■ EXERCISE ■
Only a number is wanted here: how many lines in the records below contain the string "black".
[Opening RECORDS TO PROCESS section]
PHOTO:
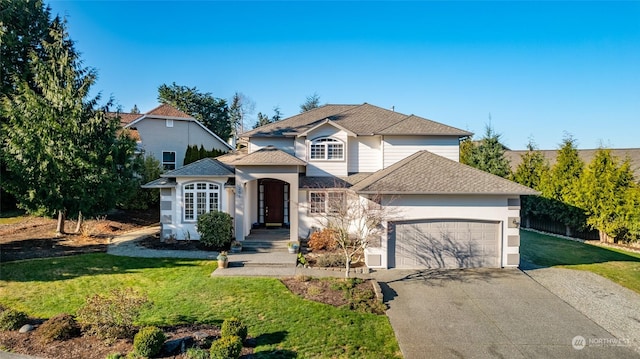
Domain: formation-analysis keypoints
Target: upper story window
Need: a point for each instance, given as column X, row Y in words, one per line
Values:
column 199, row 198
column 169, row 160
column 326, row 202
column 326, row 149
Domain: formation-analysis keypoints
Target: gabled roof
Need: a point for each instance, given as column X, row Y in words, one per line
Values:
column 428, row 173
column 161, row 183
column 269, row 156
column 166, row 110
column 206, row 167
column 126, row 118
column 362, row 120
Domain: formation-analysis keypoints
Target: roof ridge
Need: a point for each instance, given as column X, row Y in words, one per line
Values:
column 385, row 172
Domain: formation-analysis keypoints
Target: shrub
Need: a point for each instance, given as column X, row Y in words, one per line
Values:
column 331, row 260
column 324, row 239
column 233, row 326
column 11, row 319
column 215, row 229
column 197, row 353
column 148, row 341
column 61, row 327
column 111, row 316
column 228, row 347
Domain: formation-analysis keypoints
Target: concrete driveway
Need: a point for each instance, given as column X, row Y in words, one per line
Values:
column 488, row 313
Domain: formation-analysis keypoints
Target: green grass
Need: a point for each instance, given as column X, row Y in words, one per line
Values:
column 13, row 216
column 183, row 292
column 617, row 265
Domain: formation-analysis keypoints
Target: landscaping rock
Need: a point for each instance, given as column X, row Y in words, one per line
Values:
column 26, row 328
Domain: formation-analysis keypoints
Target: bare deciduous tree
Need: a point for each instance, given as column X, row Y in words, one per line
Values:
column 355, row 220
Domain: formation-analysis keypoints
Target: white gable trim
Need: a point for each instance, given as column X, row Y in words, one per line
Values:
column 189, row 119
column 327, row 121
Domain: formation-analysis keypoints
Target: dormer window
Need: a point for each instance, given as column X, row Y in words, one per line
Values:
column 326, row 149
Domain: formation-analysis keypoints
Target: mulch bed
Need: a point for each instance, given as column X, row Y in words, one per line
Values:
column 87, row 347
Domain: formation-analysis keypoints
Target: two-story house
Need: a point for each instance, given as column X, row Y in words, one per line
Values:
column 446, row 214
column 165, row 133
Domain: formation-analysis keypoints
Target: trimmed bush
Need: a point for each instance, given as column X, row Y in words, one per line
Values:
column 324, row 239
column 11, row 319
column 111, row 316
column 228, row 347
column 215, row 229
column 61, row 327
column 233, row 326
column 197, row 353
column 331, row 260
column 148, row 341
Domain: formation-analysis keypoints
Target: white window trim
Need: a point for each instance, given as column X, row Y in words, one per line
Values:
column 195, row 198
column 326, row 202
column 175, row 159
column 325, row 142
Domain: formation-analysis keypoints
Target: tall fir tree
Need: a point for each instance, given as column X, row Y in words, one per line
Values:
column 212, row 112
column 561, row 187
column 605, row 188
column 62, row 151
column 532, row 168
column 488, row 155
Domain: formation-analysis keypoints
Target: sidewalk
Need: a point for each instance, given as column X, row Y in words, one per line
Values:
column 252, row 264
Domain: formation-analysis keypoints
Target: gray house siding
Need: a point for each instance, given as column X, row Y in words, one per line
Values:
column 157, row 138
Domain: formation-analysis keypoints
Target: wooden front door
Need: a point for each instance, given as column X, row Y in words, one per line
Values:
column 273, row 203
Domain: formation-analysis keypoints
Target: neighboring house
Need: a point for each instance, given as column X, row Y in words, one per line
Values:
column 447, row 214
column 633, row 154
column 165, row 133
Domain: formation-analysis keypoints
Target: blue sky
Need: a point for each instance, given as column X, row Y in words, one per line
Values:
column 536, row 70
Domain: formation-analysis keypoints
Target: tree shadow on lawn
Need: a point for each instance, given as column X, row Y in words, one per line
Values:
column 540, row 250
column 44, row 248
column 272, row 339
column 63, row 268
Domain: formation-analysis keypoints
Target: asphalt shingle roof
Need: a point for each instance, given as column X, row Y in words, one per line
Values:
column 169, row 111
column 362, row 120
column 268, row 156
column 206, row 167
column 428, row 173
column 161, row 183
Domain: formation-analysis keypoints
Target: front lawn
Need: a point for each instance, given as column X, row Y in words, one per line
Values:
column 619, row 266
column 183, row 292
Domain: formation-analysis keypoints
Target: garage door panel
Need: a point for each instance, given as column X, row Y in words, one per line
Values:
column 447, row 244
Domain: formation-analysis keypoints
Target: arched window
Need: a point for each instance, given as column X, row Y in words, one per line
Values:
column 326, row 149
column 199, row 198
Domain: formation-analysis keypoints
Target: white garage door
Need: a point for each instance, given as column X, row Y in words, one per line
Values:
column 446, row 244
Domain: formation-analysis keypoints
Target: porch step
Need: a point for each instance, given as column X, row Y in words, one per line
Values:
column 274, row 259
column 264, row 246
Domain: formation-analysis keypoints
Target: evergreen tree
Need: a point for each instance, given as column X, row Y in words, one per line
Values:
column 561, row 187
column 467, row 146
column 61, row 151
column 605, row 188
column 24, row 24
column 489, row 155
column 212, row 112
column 310, row 103
column 533, row 167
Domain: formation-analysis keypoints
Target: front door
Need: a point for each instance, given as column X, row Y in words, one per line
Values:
column 273, row 203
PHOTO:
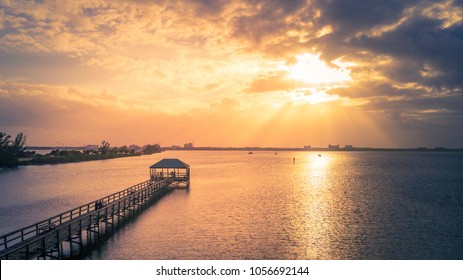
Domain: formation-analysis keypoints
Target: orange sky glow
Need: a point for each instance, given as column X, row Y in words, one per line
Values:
column 232, row 73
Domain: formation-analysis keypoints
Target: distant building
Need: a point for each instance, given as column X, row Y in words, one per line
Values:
column 133, row 147
column 333, row 147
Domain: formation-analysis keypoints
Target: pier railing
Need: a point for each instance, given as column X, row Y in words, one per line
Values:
column 20, row 235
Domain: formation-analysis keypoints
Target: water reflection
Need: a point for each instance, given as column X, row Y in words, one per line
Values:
column 262, row 206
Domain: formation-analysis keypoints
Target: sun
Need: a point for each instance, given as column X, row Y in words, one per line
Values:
column 311, row 70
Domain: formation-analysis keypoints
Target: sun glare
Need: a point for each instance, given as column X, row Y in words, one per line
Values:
column 313, row 71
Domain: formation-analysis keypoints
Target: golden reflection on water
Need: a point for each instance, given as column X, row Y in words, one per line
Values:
column 261, row 206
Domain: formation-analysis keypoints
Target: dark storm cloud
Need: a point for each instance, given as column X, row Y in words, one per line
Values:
column 422, row 43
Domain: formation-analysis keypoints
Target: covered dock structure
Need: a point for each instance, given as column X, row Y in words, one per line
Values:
column 172, row 168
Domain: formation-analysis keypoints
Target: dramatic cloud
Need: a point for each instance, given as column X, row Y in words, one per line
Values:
column 206, row 70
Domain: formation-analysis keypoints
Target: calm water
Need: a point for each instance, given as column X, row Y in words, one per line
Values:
column 356, row 205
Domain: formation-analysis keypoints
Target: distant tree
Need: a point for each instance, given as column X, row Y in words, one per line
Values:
column 19, row 144
column 11, row 150
column 104, row 148
column 114, row 150
column 4, row 140
column 123, row 150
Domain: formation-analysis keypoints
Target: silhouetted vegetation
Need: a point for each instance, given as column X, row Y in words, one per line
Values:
column 14, row 152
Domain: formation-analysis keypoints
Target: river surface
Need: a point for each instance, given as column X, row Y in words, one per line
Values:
column 340, row 205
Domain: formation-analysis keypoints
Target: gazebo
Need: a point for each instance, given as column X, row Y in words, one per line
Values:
column 171, row 168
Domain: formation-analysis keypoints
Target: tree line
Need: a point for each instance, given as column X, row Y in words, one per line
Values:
column 13, row 152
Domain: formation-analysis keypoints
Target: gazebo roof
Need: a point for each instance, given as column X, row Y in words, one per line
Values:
column 170, row 163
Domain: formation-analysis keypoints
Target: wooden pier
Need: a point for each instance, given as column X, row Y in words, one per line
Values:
column 69, row 233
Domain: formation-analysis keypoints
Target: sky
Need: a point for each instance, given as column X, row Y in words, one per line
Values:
column 377, row 73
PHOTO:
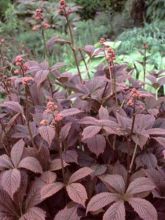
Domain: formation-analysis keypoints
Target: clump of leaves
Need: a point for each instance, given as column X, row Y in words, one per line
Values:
column 80, row 149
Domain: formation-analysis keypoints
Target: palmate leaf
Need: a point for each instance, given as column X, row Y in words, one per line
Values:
column 77, row 193
column 139, row 185
column 144, row 208
column 101, row 200
column 68, row 213
column 11, row 180
column 115, row 212
column 79, row 174
column 30, row 163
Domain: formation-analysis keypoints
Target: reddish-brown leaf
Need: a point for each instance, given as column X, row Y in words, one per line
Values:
column 34, row 213
column 48, row 177
column 115, row 212
column 41, row 76
column 116, row 182
column 77, row 193
column 31, row 163
column 6, row 204
column 15, row 106
column 101, row 200
column 50, row 189
column 70, row 112
column 56, row 164
column 79, row 174
column 145, row 209
column 68, row 213
column 17, row 152
column 139, row 185
column 11, row 180
column 90, row 131
column 96, row 144
column 5, row 162
column 47, row 133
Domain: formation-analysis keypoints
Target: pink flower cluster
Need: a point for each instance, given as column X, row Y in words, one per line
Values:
column 41, row 22
column 20, row 62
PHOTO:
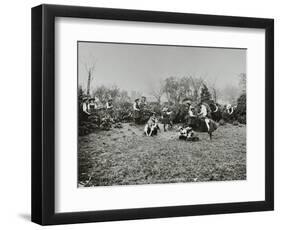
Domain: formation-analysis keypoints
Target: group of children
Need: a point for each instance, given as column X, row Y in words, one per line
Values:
column 186, row 132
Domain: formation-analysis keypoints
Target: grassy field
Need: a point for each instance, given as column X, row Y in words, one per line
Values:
column 125, row 156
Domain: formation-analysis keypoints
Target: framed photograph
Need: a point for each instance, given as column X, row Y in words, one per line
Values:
column 143, row 114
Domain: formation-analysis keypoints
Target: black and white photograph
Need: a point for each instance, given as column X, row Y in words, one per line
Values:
column 150, row 114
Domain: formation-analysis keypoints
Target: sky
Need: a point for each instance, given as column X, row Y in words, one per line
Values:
column 138, row 67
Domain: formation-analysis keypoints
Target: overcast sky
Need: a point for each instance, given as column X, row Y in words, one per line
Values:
column 140, row 67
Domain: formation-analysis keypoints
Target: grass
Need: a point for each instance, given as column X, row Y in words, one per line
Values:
column 126, row 157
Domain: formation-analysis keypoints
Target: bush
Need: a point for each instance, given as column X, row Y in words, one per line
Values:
column 242, row 108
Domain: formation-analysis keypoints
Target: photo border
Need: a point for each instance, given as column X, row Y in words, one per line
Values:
column 43, row 114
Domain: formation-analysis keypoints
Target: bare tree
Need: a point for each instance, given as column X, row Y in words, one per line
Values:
column 89, row 69
column 242, row 82
column 196, row 84
column 158, row 91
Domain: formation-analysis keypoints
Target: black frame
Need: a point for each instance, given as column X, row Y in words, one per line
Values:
column 43, row 110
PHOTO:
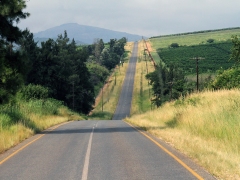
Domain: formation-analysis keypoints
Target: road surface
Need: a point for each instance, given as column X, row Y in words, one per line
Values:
column 125, row 99
column 96, row 150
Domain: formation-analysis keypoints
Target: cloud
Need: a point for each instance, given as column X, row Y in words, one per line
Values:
column 143, row 17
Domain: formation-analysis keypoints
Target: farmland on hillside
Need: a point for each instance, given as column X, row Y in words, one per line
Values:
column 216, row 56
column 193, row 38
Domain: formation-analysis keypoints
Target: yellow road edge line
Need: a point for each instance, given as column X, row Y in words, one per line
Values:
column 14, row 153
column 169, row 153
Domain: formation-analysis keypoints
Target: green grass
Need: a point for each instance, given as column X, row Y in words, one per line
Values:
column 194, row 39
column 215, row 56
column 24, row 118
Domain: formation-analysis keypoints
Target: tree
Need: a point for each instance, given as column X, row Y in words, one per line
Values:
column 235, row 49
column 174, row 45
column 167, row 83
column 12, row 70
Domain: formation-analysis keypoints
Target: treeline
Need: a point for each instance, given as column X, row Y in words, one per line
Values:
column 195, row 32
column 57, row 69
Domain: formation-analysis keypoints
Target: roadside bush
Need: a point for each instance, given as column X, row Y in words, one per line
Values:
column 227, row 79
column 32, row 91
column 174, row 45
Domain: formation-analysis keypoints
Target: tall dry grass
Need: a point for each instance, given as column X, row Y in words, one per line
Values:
column 141, row 101
column 23, row 119
column 205, row 126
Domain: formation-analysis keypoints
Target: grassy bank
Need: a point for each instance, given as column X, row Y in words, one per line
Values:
column 107, row 100
column 205, row 126
column 24, row 119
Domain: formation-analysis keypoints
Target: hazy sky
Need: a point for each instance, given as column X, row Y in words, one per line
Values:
column 142, row 17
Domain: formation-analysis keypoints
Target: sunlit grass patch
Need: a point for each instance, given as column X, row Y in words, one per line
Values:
column 205, row 126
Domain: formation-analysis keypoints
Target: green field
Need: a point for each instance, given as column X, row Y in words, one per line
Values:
column 193, row 38
column 215, row 55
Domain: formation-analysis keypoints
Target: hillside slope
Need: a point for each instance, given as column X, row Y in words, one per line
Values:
column 84, row 34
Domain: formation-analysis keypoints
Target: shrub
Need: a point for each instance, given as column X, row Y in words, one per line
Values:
column 32, row 91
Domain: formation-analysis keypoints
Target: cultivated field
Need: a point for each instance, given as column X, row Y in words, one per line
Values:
column 205, row 126
column 193, row 39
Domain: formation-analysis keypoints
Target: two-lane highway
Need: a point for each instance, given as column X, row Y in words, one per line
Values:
column 90, row 150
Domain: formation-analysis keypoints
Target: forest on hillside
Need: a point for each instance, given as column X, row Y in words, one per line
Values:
column 56, row 69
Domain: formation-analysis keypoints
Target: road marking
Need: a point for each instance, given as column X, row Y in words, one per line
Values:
column 87, row 157
column 169, row 153
column 14, row 153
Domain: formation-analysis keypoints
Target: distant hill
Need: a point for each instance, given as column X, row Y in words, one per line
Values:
column 83, row 34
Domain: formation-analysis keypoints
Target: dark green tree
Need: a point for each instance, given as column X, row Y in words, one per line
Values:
column 235, row 49
column 168, row 83
column 12, row 61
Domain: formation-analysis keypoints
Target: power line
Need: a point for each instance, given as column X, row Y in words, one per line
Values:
column 197, row 59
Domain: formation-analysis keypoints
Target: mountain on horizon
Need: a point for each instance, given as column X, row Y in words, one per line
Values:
column 83, row 34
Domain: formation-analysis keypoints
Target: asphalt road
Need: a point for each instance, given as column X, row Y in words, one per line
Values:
column 125, row 99
column 92, row 150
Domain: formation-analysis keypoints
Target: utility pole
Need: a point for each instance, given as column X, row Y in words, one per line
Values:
column 146, row 59
column 102, row 97
column 197, row 59
column 73, row 96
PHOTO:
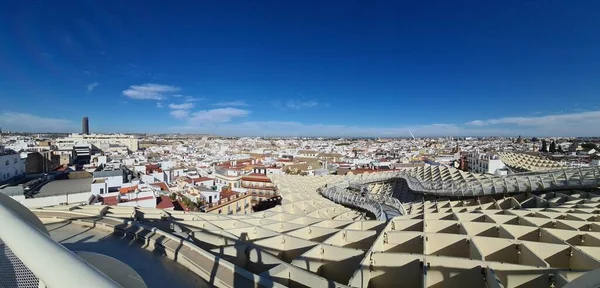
[Closing RECORDS TO PROCESS section]
■ RESPONSE FOR THIS EXERCISE ■
2